>>>>

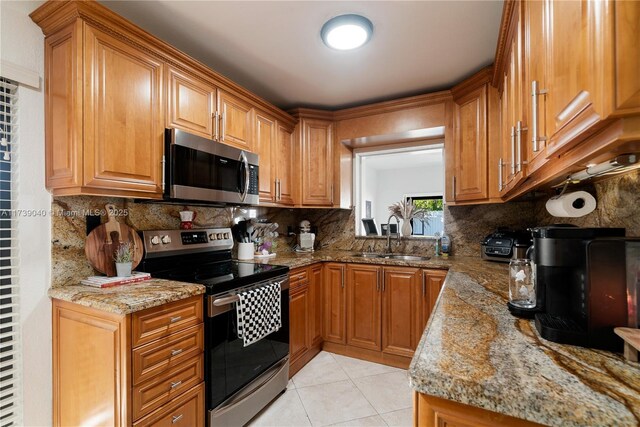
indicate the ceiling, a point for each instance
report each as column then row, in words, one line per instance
column 273, row 48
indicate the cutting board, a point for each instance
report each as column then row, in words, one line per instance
column 103, row 241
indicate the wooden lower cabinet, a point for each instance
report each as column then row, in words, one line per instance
column 102, row 377
column 305, row 314
column 430, row 411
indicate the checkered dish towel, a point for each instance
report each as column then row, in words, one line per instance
column 258, row 313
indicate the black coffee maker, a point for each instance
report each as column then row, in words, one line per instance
column 581, row 285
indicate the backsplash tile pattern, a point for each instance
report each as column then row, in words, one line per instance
column 618, row 206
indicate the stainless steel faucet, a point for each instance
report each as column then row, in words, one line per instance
column 389, row 232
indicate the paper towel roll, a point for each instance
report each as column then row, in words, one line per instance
column 572, row 205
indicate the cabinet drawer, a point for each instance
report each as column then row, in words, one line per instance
column 159, row 322
column 152, row 394
column 186, row 410
column 154, row 358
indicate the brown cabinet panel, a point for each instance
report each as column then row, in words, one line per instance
column 159, row 322
column 363, row 306
column 298, row 322
column 63, row 109
column 470, row 162
column 283, row 160
column 123, row 115
column 334, row 303
column 191, row 103
column 315, row 304
column 186, row 411
column 264, row 147
column 399, row 309
column 317, row 162
column 236, row 121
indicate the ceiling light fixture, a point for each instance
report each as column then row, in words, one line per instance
column 346, row 32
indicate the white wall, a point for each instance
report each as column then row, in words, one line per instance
column 393, row 184
column 22, row 43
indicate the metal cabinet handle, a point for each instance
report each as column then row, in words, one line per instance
column 519, row 130
column 535, row 139
column 216, row 125
column 513, row 150
column 163, row 162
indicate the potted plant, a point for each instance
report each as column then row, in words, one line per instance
column 123, row 256
column 406, row 211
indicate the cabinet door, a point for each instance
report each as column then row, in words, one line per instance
column 317, row 162
column 264, row 144
column 298, row 321
column 427, row 295
column 123, row 116
column 399, row 310
column 283, row 163
column 334, row 303
column 315, row 305
column 191, row 103
column 236, row 121
column 363, row 306
column 470, row 179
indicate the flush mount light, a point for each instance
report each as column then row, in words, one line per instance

<<<<

**What is required**: Please return the records as they stand, word for word, with no pictures.

**Answer box**:
indicate the ceiling, a point for each instance
report each as column then row, in words, one line per instance
column 273, row 48
indicate the cutting board, a point for each instance
report each as column then row, in words, one line per instance
column 103, row 241
indicate the wooden lower cabinet, a point for each instance
report each as column then row, in words, one line per instance
column 102, row 377
column 305, row 314
column 430, row 411
indicate the checkered dish towel, a point for each instance
report each as column then row, in words, one line per instance
column 258, row 313
indicate the black coffee maker, a point for each instance
report each as column then row, in words, one line per instance
column 581, row 285
indicate the backsplash tile pattern, a point for each instance
report each as column then row, in words, one line per instance
column 618, row 206
indicate the stainless steel faucet, a point for each instance
report each as column then row, in words, one line per instance
column 389, row 232
indicate the paper towel roll, a point for each instance
report each as column then row, in words, one line per instance
column 572, row 205
indicate the cabinet drawer, a point for each instance
report each as column then row, in words, one line per instance
column 159, row 322
column 152, row 394
column 186, row 410
column 154, row 358
indicate the brown cabinet panel, a point for each instance
report each as column then row, in words, one line per instance
column 159, row 322
column 363, row 306
column 298, row 322
column 63, row 109
column 470, row 162
column 283, row 160
column 123, row 115
column 334, row 303
column 191, row 103
column 315, row 304
column 186, row 411
column 264, row 147
column 399, row 309
column 317, row 162
column 236, row 121
indicate the ceiling light fixture, a point for each instance
report each as column then row, in words, one line per instance
column 346, row 32
indicate the white wall, a point for each instance
report each as column then row, in words, one line per instance
column 393, row 184
column 22, row 43
indicate the metal cabinet handle, a point for each instance
report each as column then row, in words, one line per instance
column 519, row 130
column 535, row 139
column 216, row 125
column 513, row 150
column 163, row 162
indicate the potted plant, a point for each instance
report each as column then row, in words, one line per instance
column 123, row 256
column 406, row 211
indicate the cabinet door, a point for each instance
report each as column then row, in words, one line per instance
column 317, row 162
column 264, row 144
column 298, row 321
column 427, row 295
column 123, row 116
column 399, row 310
column 283, row 163
column 334, row 303
column 315, row 305
column 191, row 103
column 236, row 121
column 363, row 306
column 470, row 179
indicate the flush mount light, a point for each instance
report each as column then row, in words, one line per instance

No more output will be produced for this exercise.